- _INSTRUCTIONS TO FOLLOW_
Give back, unchanged, each line from the one containing "shoulder as a single marker per instance." through the last line of the entries below.

- _MATERIAL SHOWN_

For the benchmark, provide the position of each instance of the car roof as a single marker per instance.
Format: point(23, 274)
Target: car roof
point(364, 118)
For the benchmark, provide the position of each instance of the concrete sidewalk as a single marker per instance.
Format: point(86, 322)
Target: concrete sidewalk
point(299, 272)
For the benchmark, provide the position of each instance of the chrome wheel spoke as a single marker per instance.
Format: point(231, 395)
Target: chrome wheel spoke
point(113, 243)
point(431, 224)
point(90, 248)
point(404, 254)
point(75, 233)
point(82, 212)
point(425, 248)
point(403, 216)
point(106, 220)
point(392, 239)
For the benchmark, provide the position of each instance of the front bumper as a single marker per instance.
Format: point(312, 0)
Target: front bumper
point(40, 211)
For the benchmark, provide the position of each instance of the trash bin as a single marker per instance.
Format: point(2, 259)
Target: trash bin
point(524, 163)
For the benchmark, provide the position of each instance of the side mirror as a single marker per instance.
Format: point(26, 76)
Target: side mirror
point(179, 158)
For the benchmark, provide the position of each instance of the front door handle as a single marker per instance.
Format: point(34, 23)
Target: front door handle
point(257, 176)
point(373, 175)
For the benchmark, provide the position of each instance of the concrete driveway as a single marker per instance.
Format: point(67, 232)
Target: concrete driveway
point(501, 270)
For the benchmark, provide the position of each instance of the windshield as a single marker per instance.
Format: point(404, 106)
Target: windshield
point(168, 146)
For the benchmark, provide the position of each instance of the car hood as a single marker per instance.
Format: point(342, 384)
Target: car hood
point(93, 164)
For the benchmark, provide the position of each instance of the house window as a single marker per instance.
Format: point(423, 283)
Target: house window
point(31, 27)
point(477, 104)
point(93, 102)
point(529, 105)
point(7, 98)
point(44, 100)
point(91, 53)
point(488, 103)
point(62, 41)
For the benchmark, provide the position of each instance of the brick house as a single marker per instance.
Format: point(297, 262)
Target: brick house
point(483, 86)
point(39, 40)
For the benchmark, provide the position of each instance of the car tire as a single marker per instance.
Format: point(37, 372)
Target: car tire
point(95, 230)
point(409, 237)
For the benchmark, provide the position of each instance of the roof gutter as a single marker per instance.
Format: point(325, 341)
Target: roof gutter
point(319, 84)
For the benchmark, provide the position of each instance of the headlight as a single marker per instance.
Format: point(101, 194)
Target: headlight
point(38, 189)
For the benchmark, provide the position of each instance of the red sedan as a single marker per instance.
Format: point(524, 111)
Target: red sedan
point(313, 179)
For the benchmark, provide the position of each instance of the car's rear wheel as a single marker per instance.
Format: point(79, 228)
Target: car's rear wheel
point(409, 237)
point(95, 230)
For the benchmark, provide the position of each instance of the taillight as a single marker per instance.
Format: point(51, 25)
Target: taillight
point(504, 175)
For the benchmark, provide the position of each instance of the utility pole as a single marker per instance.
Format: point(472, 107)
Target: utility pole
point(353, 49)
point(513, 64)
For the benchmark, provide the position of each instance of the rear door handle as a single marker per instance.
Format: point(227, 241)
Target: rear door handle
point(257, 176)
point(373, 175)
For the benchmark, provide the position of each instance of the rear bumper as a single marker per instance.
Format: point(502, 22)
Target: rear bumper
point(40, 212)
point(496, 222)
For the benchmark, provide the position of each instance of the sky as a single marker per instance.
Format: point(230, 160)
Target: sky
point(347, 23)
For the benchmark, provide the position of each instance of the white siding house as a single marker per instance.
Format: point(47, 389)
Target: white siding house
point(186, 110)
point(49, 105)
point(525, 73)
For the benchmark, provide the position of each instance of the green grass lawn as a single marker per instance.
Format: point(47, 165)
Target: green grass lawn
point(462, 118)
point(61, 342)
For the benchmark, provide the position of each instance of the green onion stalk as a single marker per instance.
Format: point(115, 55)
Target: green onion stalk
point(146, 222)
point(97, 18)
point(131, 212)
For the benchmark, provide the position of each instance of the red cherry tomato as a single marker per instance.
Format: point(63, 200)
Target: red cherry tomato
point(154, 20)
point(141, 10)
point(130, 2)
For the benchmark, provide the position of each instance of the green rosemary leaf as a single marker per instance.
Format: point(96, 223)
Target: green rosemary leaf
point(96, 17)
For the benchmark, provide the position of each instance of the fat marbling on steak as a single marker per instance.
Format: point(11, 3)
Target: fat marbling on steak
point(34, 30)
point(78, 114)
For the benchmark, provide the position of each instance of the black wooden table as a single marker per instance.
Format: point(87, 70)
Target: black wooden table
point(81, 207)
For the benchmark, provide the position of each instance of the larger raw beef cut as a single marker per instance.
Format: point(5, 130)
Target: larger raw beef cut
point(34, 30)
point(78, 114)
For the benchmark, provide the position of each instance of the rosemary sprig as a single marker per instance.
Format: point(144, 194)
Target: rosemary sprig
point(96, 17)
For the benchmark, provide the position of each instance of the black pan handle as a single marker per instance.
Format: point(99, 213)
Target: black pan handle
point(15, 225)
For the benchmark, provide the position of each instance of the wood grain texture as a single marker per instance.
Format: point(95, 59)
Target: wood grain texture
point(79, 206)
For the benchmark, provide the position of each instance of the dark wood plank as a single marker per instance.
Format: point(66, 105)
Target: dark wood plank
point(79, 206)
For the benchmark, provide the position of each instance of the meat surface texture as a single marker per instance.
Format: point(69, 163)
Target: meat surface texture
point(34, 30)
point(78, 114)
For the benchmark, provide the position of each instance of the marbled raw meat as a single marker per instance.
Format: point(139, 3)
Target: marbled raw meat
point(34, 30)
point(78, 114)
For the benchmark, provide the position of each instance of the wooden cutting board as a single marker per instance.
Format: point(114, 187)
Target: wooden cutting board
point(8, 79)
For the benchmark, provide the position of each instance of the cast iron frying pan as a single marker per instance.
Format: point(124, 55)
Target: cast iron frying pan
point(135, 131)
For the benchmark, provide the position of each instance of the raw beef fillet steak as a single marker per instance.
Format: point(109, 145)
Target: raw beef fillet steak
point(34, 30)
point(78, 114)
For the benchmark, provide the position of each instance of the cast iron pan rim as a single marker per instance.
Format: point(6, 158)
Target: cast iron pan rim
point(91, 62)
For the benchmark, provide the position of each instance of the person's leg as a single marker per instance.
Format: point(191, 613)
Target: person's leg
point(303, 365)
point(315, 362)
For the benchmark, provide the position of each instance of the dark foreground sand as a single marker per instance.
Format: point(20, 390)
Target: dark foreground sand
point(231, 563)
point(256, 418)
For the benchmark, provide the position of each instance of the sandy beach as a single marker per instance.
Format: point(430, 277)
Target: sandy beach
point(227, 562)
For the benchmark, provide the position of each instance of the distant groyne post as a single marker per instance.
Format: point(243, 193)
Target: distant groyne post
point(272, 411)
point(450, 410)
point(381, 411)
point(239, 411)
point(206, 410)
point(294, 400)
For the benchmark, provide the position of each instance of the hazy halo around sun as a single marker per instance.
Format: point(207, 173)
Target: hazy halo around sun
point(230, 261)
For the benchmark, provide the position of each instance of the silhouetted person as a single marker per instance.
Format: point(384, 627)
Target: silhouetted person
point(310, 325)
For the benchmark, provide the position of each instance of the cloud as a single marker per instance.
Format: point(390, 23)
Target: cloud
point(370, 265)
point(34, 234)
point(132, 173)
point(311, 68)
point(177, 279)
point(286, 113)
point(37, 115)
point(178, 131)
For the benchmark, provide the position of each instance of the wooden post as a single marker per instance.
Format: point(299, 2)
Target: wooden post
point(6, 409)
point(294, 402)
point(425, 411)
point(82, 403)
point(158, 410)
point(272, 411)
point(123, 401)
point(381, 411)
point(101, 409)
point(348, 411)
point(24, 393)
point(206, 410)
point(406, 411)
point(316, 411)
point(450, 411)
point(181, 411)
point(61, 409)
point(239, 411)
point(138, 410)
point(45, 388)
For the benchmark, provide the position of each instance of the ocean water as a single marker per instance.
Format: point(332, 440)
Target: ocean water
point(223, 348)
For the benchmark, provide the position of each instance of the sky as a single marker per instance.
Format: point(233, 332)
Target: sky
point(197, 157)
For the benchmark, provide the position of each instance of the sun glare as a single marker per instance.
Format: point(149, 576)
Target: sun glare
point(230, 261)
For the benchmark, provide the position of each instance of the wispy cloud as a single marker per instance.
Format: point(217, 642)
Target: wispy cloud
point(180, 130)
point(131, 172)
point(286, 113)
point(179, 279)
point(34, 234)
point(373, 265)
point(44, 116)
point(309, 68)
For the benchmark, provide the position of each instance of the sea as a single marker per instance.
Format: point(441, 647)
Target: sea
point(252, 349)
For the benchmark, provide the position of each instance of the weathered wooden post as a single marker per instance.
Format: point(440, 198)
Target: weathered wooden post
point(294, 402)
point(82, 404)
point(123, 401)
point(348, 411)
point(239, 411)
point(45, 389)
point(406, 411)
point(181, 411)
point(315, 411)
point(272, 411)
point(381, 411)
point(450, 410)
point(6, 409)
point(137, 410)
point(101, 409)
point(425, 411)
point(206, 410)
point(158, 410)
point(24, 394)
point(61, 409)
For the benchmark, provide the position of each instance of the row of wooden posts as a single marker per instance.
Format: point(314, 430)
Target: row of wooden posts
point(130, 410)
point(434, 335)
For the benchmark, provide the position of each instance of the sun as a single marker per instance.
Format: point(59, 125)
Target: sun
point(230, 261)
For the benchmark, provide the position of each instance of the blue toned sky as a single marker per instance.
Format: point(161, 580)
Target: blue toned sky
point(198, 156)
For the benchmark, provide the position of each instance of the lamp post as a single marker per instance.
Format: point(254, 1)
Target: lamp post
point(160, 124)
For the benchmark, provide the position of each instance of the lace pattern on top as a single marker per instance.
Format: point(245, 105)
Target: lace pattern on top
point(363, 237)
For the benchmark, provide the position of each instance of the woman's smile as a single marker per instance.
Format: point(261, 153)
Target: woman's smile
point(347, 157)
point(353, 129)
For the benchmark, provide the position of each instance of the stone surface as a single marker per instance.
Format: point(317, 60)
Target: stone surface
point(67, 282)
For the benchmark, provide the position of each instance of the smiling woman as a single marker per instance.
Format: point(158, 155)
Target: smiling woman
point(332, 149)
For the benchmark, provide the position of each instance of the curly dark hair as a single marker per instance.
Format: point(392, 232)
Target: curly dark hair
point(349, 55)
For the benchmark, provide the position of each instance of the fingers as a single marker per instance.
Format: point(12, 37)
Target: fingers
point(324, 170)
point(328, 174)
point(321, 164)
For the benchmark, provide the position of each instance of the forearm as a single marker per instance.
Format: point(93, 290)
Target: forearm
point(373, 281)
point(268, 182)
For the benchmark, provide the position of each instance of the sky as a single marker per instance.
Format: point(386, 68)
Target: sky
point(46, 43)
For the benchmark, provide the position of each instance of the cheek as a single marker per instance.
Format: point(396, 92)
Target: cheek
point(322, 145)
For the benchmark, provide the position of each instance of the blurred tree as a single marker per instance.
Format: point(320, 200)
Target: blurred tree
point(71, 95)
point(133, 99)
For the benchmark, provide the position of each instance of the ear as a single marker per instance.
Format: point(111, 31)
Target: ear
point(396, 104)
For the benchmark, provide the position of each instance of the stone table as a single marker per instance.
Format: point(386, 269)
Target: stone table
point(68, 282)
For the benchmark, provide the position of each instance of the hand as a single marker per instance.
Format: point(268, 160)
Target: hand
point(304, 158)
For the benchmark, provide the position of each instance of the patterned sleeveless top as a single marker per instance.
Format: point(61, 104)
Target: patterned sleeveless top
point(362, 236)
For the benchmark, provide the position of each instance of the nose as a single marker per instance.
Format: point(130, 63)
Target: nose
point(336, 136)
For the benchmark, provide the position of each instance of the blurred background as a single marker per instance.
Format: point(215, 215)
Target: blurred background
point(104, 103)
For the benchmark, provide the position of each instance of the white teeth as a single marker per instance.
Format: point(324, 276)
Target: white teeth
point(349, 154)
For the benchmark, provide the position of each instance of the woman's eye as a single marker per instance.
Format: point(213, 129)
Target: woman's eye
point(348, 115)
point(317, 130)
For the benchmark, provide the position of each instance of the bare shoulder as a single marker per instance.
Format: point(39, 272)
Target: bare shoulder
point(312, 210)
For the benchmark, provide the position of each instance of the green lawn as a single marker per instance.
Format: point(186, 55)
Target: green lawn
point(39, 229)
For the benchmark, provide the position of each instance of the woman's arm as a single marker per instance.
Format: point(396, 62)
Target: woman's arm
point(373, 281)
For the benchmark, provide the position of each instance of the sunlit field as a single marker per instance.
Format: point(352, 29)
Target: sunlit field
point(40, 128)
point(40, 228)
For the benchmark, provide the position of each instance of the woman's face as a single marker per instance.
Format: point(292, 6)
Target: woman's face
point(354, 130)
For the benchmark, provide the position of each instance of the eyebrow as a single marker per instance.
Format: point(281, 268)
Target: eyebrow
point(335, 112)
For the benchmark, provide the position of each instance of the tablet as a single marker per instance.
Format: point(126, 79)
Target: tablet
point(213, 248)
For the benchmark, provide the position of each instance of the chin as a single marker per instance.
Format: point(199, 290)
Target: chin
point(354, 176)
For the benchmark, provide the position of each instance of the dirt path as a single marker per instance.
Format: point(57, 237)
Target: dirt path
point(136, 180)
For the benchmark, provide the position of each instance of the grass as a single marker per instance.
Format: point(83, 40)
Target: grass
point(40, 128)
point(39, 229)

- _WRITTEN ANSWER_
For the benchmark, provide the position of each instance of the bare shoulder as a single marker per instance.
Format: point(39, 272)
Target: bare shoulder
point(312, 210)
For the benchmark, provide the position of each instance of the green lawn as a single marker per instance.
Format: point(186, 55)
Target: green lawn
point(39, 229)
For the benchmark, provide the position of each instance of the woman's arm as a single marker per instance.
Format: point(396, 62)
Target: woman's arm
point(373, 281)
For the benchmark, provide the position of each instance of the sunlit field as a single marker per instance.
Format: point(352, 29)
Target: sunlit field
point(40, 128)
point(40, 228)
For the benchmark, provide the position of each instance of the woman's face as a single marker per instance.
Format: point(292, 6)
Target: woman's face
point(354, 130)
For the benchmark, provide the position of each instance of the eyebrow as a single marker per instance.
Format: point(281, 268)
Target: eyebrow
point(335, 112)
For the benchmark, provide the position of each instance of the tablet as a single marker per instance.
Format: point(126, 79)
Target: tablet
point(213, 248)
For the benchmark, provide the position of each instance of the chin as a single marker per instance.
Format: point(199, 290)
Target: chin
point(354, 176)
For the benchmark, provide the position of each instance of the dirt path as a single marker per instance.
Format: point(57, 237)
Target: dirt path
point(136, 180)
For the benchmark, provide the position of each instance of the grass as a single marker per instance.
Format: point(83, 40)
Target: grass
point(40, 128)
point(39, 229)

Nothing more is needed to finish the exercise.